** BEGIN DATA FOR PROCESSING **
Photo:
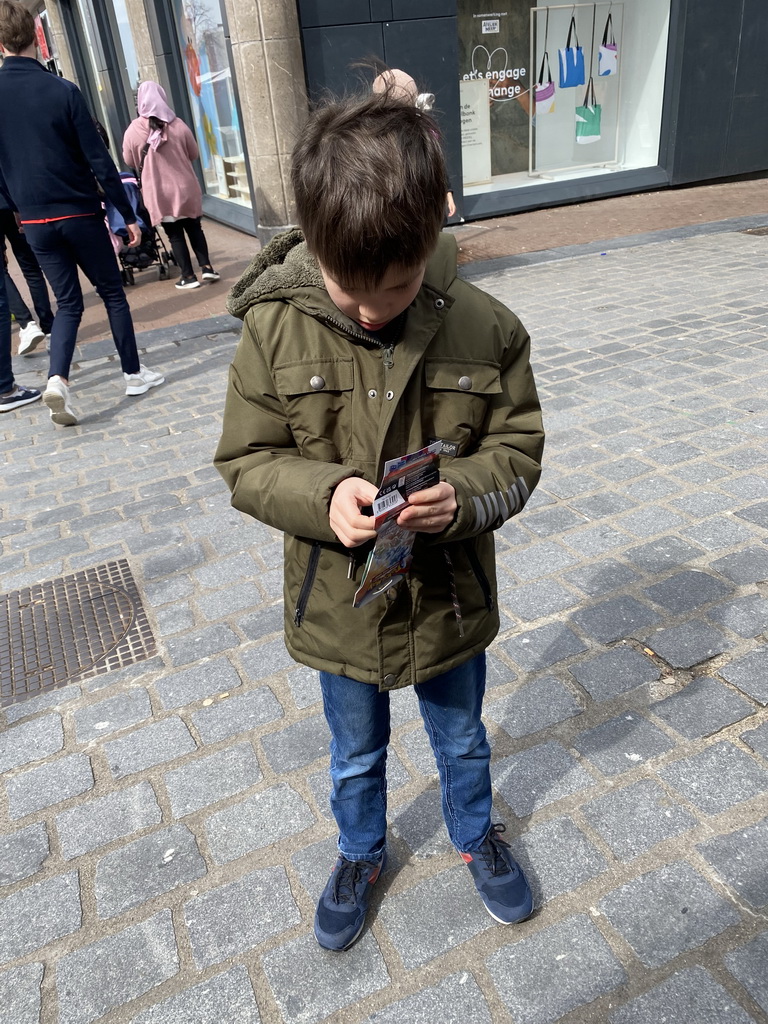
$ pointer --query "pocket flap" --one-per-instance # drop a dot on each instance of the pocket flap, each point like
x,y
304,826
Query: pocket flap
x,y
463,375
314,376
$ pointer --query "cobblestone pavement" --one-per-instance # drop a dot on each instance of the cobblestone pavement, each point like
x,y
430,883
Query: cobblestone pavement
x,y
165,828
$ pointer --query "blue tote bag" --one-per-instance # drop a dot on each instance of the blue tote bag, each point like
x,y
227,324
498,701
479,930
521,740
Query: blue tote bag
x,y
571,60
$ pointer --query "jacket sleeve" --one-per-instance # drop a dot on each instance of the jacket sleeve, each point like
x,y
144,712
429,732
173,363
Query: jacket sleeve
x,y
259,460
494,482
97,156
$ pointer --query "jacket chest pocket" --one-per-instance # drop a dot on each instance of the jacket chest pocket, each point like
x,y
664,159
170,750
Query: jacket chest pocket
x,y
457,397
317,395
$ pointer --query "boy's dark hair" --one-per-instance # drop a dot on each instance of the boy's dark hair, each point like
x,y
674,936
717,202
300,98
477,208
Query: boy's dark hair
x,y
370,181
16,27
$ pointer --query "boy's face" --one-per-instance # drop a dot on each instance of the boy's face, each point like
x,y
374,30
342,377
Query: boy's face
x,y
374,307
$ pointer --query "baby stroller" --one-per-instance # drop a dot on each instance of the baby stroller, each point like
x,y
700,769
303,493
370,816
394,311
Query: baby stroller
x,y
151,251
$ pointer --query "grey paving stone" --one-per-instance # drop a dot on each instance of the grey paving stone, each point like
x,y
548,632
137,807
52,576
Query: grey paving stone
x,y
623,742
535,706
634,819
153,744
614,619
433,916
109,716
691,643
338,981
748,565
757,739
601,578
747,615
570,962
19,993
30,741
240,915
614,672
455,999
109,973
657,556
194,684
175,560
556,857
201,643
738,859
25,709
748,965
38,914
297,745
543,647
256,822
705,706
225,998
266,659
208,779
232,716
750,674
102,819
690,996
539,776
140,870
48,783
667,911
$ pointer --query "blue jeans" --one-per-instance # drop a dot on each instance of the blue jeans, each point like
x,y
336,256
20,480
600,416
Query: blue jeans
x,y
357,715
61,247
6,370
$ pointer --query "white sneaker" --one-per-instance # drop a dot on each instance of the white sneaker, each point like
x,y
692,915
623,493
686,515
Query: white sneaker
x,y
142,381
56,397
29,338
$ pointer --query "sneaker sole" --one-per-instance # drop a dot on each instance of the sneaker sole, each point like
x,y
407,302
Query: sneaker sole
x,y
27,348
143,388
58,412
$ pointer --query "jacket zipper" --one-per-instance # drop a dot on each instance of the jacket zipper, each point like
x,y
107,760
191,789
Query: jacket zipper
x,y
479,572
306,587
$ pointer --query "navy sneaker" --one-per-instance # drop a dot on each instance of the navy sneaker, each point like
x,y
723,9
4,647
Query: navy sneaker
x,y
343,904
499,879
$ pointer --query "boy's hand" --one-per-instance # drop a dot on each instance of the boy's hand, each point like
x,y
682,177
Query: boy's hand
x,y
348,498
429,511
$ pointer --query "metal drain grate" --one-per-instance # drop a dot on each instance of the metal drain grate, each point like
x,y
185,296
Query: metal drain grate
x,y
71,628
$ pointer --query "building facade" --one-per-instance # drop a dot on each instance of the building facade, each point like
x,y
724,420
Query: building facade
x,y
540,102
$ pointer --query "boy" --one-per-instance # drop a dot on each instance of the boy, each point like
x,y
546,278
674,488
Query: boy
x,y
360,345
58,204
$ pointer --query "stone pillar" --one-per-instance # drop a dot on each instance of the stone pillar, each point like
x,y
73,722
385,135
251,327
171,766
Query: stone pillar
x,y
269,72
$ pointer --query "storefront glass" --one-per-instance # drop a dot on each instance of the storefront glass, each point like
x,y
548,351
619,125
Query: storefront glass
x,y
209,83
542,101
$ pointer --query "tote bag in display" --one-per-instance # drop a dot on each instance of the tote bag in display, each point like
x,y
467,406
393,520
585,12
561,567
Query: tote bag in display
x,y
588,118
607,60
544,90
571,60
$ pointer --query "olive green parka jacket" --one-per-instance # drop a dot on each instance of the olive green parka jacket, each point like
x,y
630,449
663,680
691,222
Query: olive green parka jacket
x,y
312,399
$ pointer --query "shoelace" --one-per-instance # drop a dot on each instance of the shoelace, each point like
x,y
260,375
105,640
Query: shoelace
x,y
493,853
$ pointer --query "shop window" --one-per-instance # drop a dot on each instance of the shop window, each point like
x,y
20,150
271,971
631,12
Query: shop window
x,y
543,100
209,83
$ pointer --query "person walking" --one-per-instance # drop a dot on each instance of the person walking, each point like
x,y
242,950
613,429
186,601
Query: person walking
x,y
31,331
58,205
162,148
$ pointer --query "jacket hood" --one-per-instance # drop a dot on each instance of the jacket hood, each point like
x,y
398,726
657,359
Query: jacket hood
x,y
286,264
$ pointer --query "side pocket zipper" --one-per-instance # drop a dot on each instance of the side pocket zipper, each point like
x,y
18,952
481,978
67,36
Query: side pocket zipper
x,y
306,587
479,572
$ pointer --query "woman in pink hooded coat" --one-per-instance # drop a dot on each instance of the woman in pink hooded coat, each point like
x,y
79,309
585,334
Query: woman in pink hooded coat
x,y
161,146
** END DATA FOR PROCESSING **
→ EXERCISE GOAL
Write out every one of the lines above as a JSON list of strings, one string per line, skipping any blank lines. Leave the pictures out.

→ SOLUTION TO THIS EXERCISE
[
  "Photo:",
  "$ pointer --query \"pocket flap\" --one-per-instance # drop a dot on each instance of the pocket flap, each point like",
  "x,y",
  "304,826",
  "Query: pocket flap",
  "x,y",
  "463,375",
  "314,376",
  "$ pointer --query \"cobblestone pavement\" --one-per-instance # drop a dot on each instance of the cobblestone pavement, each point like",
  "x,y",
  "430,883",
  "Query: cobblestone pavement",
  "x,y",
  "165,828",
  "$ pointer --query \"blue tote bag\" --one-per-instance # drop a dot on each instance of the blue tote bag, each point like",
  "x,y",
  "227,324",
  "498,701",
  "479,930",
  "521,740",
  "Query: blue tote bag",
  "x,y",
  "571,60",
  "$ pointer --query \"jacket sleeve\" --one-per-instance # drop a dot on each instance of the jacket sleeve, each point like",
  "x,y",
  "144,712",
  "429,732",
  "173,363",
  "Query: jacket sleeve",
  "x,y",
  "259,460",
  "494,482",
  "97,156",
  "$ pointer --query \"jacket chest pocket\" --one-per-instance # drop a dot on each instance of the jacket chest pocket, each point like",
  "x,y",
  "664,159",
  "170,750",
  "Query: jacket chest pocket",
  "x,y",
  "457,397",
  "317,395",
  "$ pointer --query \"boy's dark hair\" --one-per-instance # drop a dot on each instance of the boy's dark hair, each point like",
  "x,y",
  "674,936",
  "717,202",
  "300,98",
  "477,208",
  "Query: boy's dark hair",
  "x,y",
  "370,181",
  "16,27",
  "$ pointer --query \"boy's face\" --one-per-instance # drop a dot on each instance of the boy's face, each point like",
  "x,y",
  "374,30",
  "342,377",
  "Query: boy's face",
  "x,y",
  "374,307",
  "$ pointer --query \"baby stroller\" --one-per-instance # drop a dot on each instance of the baby stroller, each point like",
  "x,y",
  "700,769",
  "303,493",
  "370,816",
  "394,311",
  "Query: baby stroller",
  "x,y",
  "151,251",
  "$ pointer --query \"grey paving stone\" --one-per-instance # drop a dot on each instance of the grey paving stone, each point like",
  "x,y",
  "548,632",
  "137,807",
  "52,576",
  "Query: grey paving stone",
  "x,y",
  "623,742",
  "535,706",
  "634,819",
  "153,744",
  "614,619",
  "433,916",
  "109,716",
  "691,643",
  "338,981",
  "748,565",
  "757,739",
  "601,578",
  "747,615",
  "570,962",
  "19,993",
  "30,741",
  "240,915",
  "614,672",
  "455,999",
  "109,973",
  "657,556",
  "194,684",
  "175,560",
  "556,857",
  "201,643",
  "738,859",
  "25,709",
  "748,965",
  "38,914",
  "297,745",
  "543,647",
  "256,822",
  "705,706",
  "225,998",
  "266,659",
  "208,779",
  "232,716",
  "750,674",
  "102,819",
  "690,996",
  "539,776",
  "140,870",
  "48,783",
  "667,911",
  "$ pointer --query \"blue jeans\" --one-per-instance # drop a dot on each instance of the blue jeans, each point like",
  "x,y",
  "336,256",
  "20,480",
  "600,416",
  "Query: blue jeans",
  "x,y",
  "357,715",
  "61,247",
  "6,370",
  "$ pointer --query \"white sneaker\" --one-per-instance # drop a dot on each instance of the white sneaker, each point like",
  "x,y",
  "692,915",
  "623,493",
  "686,515",
  "Query: white sneaker",
  "x,y",
  "142,381",
  "56,397",
  "29,338",
  "$ pointer --query \"sneaker sole\" --one-per-instance # drop a dot on each instance of the sneaker sole, each point like",
  "x,y",
  "407,302",
  "Query: sneaker sole",
  "x,y",
  "27,348",
  "143,388",
  "58,412",
  "$ pointer --query \"jacket zipper\" --one-per-instance # drop a dot on each instance of the jacket zipper, each point like",
  "x,y",
  "107,760",
  "191,789",
  "Query: jacket zipper",
  "x,y",
  "479,572",
  "306,587",
  "$ pointer --query \"navy sneaker\" --one-per-instance # drop a dot on each instance of the navy sneaker, each point like",
  "x,y",
  "723,9",
  "4,647",
  "Query: navy sneaker",
  "x,y",
  "343,904",
  "499,879",
  "$ pointer --query \"boy's hand\" --one-per-instance # drop a dot on each instance of the boy's hand, each point like",
  "x,y",
  "682,177",
  "Query: boy's hand",
  "x,y",
  "348,498",
  "429,511",
  "$ pointer --query \"metal drain grate\" --one-per-instance # drop a dot on each instance of the metal drain grate, each point like",
  "x,y",
  "185,296",
  "Query: metal drain grate",
  "x,y",
  "71,628",
  "$ pointer --query \"building facade\" --one-per-instance # drop a dot on each instance of the building facade, each point like",
  "x,y",
  "724,420",
  "Query: building facade",
  "x,y",
  "540,102",
  "$ pointer --query \"boy\" --one-per-instance # drop a dot on each instance of the boy, each point like",
  "x,y",
  "546,278",
  "674,488",
  "Query: boy",
  "x,y",
  "360,345",
  "58,204",
  "$ pointer --query \"stone pillar\" --one-per-instance # drop a dot on each instance of the stone pillar, each point like",
  "x,y",
  "73,722",
  "385,135",
  "251,327",
  "171,766",
  "Query: stone pillar",
  "x,y",
  "269,72",
  "$ pointer --query \"storefront glass\" --one-per-instance # drop a dot on each instance of the storefront glass, each point like",
  "x,y",
  "548,351",
  "619,125",
  "Query: storefront glass",
  "x,y",
  "209,83",
  "542,101",
  "$ pointer --query \"tote bag in display\" --one-per-instance # drop a dot on each instance of the tote bag in display, each point like",
  "x,y",
  "467,406",
  "393,520",
  "585,12",
  "561,567",
  "Query: tote bag in display",
  "x,y",
  "588,118",
  "607,60",
  "544,90",
  "571,60",
  "$ pointer --query \"olive green parka jacket\" --one-per-instance # drop a dot on each instance of the olive green parka jacket, each point like",
  "x,y",
  "630,449",
  "663,680",
  "691,222",
  "Query: olive green parka jacket",
  "x,y",
  "312,399",
  "$ pointer --query \"shoelace\" --one-per-instance # drop a dot on each instance of the shoelace, each point like",
  "x,y",
  "260,375",
  "105,640",
  "Query: shoelace",
  "x,y",
  "493,853",
  "$ pointer --query \"shop window\" --one-per-instance # drop a dot on each instance of the shop window, each point like",
  "x,y",
  "20,150",
  "271,971",
  "631,12",
  "Query: shop window",
  "x,y",
  "543,100",
  "209,83",
  "$ pointer --query \"person walking\" --one-per-instance # drop a dot on each instance of the person walking, each point like",
  "x,y",
  "242,950",
  "613,429",
  "186,601",
  "Query: person walking",
  "x,y",
  "31,331",
  "58,205",
  "162,148",
  "$ pointer --query \"jacket hood\" --one-per-instance # drop a dot on each instance of the jacket hood, each point like",
  "x,y",
  "398,726",
  "657,359",
  "Query: jacket hood",
  "x,y",
  "286,264",
  "$ pointer --query \"side pocket zipper\" --one-per-instance # drop a dot on each instance of the side pocket zipper, each point like",
  "x,y",
  "18,952",
  "481,978",
  "67,36",
  "Query: side pocket zipper",
  "x,y",
  "306,587",
  "479,572",
  "$ pointer --query \"woman in pink hooded coat\" --one-per-instance # drop a dot on each instance of the woman in pink hooded coat, each point like",
  "x,y",
  "79,309",
  "585,334",
  "Query: woman in pink hooded coat",
  "x,y",
  "161,146"
]